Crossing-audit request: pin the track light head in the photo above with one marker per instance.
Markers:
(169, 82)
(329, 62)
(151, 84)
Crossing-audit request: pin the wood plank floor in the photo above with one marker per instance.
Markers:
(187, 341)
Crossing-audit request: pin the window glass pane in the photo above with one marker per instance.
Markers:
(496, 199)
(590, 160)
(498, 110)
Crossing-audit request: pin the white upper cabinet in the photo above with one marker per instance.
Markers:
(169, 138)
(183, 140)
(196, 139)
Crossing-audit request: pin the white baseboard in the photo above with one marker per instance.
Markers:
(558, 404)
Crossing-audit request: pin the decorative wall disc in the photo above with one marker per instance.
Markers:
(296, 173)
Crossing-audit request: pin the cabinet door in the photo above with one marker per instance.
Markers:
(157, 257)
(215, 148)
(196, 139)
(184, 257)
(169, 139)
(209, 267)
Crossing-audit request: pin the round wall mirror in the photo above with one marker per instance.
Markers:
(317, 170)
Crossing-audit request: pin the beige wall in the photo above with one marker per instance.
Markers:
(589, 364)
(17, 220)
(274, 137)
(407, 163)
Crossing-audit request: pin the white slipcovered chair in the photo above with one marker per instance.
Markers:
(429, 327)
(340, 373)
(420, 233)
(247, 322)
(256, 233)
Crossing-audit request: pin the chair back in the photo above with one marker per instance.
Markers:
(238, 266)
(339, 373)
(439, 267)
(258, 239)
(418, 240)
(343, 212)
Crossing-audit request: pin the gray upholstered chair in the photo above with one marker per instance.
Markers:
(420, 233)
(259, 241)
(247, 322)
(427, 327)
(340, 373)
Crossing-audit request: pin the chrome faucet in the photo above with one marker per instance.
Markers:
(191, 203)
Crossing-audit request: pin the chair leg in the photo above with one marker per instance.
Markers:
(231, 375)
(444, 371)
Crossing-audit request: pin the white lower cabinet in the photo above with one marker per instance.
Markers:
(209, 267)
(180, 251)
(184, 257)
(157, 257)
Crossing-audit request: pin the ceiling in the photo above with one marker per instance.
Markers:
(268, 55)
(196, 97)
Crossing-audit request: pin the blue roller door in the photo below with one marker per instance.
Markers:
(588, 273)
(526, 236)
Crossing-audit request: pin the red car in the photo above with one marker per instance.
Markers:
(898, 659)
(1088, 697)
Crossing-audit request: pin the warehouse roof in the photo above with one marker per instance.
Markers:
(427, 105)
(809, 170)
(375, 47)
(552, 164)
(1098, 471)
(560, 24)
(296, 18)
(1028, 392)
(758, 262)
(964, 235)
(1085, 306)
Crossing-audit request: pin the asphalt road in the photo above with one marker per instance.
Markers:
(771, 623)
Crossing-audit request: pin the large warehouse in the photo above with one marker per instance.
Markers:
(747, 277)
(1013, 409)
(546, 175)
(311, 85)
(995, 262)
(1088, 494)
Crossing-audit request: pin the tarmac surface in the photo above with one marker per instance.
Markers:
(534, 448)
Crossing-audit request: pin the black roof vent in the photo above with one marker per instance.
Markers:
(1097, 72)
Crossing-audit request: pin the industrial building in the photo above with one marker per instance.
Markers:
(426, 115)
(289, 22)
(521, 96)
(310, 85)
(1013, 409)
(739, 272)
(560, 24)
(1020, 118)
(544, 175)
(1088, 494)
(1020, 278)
----
### EXERCISE DETAILS
Give every line of the items above as a numbered list, omitting any blank lines.

### OUTPUT BELOW
1. Crossing-audit request: pin the track light head in the photo above with one marker per instance.
2. Markers:
3. (169, 82)
4. (329, 62)
5. (151, 84)
6. Crossing-audit request: pin the wood plank floor in the photo above with one marker per instance.
7. Markers:
8. (187, 341)
9. Crossing-audit request: pin the window glass pane in the photo above with one marker per instance.
10. Markers:
11. (496, 199)
12. (590, 160)
13. (498, 110)
14. Crossing-audit request: pin the white upper cabinet in the photo above with one marker per instance.
15. Markers:
16. (169, 138)
17. (183, 140)
18. (196, 139)
19. Crossing-audit request: pin the white baseboard in the photo above with one marker per instance.
20. Markers:
21. (558, 404)
22. Crossing-audit request: pin the decorative wall disc in the photo above with one marker per instance.
23. Markers:
24. (296, 173)
25. Crossing-audit request: pin the cabinet door in the photo above with one marker per instance.
26. Markers:
27. (157, 257)
28. (215, 148)
29. (196, 139)
30. (184, 257)
31. (169, 139)
32. (209, 267)
33. Crossing-audit request: pin the round wall mirror in the photo above with one marker per instance.
34. Markers:
35. (317, 170)
36. Crossing-audit request: pin the beige wall in the photo above with one marker per instance.
37. Markers:
38. (589, 364)
39. (17, 220)
40. (274, 137)
41. (407, 163)
42. Crossing-audit request: pin the white slipcovered chair in the photo above with one marker per instance.
43. Markers:
44. (429, 327)
45. (340, 373)
46. (420, 233)
47. (247, 322)
48. (256, 233)
49. Crossing-audit request: pin the chair back in the photo above with one marker per instance.
50. Markers:
51. (238, 266)
52. (339, 373)
53. (439, 267)
54. (258, 239)
55. (418, 240)
56. (343, 212)
57. Crossing-audit request: pin the gray upholstered chair in the photo above with one marker per instance.
58. Markers:
59. (420, 233)
60. (259, 241)
61. (247, 322)
62. (427, 327)
63. (340, 373)
64. Crossing-audit request: pin the chrome faucet in the photo above with one marker per instance.
65. Markers:
66. (191, 203)
67. Crossing-audit request: pin the chair leg in the photo above with one marker per instance.
68. Markers:
69. (231, 375)
70. (444, 371)
71. Crossing-audit request: pin the white lower cabinet in the photo above with one marker per instance.
72. Markers:
73. (209, 267)
74. (180, 251)
75. (184, 257)
76. (157, 257)
77. Crossing-audit request: pin the ceiling in the photo above with one marker per instance.
78. Markers:
79. (268, 55)
80. (196, 97)
81. Crossing-audit request: pin the blue roller door in the photo below with one marker per instance.
82. Markers:
83. (588, 273)
84. (526, 236)
85. Crossing-audit request: pin the red car in the photo above with one marker per instance.
86. Markers:
87. (898, 659)
88. (1088, 697)
89. Crossing-audit request: pin the warehouse roof in the photo above with one marker per instance.
90. Markers:
91. (427, 105)
92. (809, 170)
93. (375, 47)
94. (552, 164)
95. (1098, 471)
96. (560, 24)
97. (296, 18)
98. (1028, 392)
99. (758, 262)
100. (964, 235)
101. (1085, 306)
102. Crossing-audit request: pin the asphalt road in the photo above with one marker per instance.
103. Markers:
104. (771, 623)
105. Crossing-audit request: pin the large warehouse in the photo above with one marker per instance.
106. Markers:
107. (747, 277)
108. (1013, 409)
109. (546, 175)
110. (311, 85)
111. (995, 262)
112. (1088, 494)
113. Crossing-audit request: pin the tarmac surface in the photo above with one marker per instance.
114. Markers:
115. (534, 448)
116. Crossing-audit request: pin the black roof vent in the photo above with one marker per instance.
117. Markers:
118. (1097, 72)
119. Crossing-audit request: pin the industrial building in the photo above with one marker per instance.
120. Markers:
121. (426, 115)
122. (289, 22)
123. (521, 96)
124. (310, 85)
125. (1013, 409)
126. (739, 272)
127. (560, 24)
128. (1020, 118)
129. (544, 175)
130. (1088, 494)
131. (1020, 278)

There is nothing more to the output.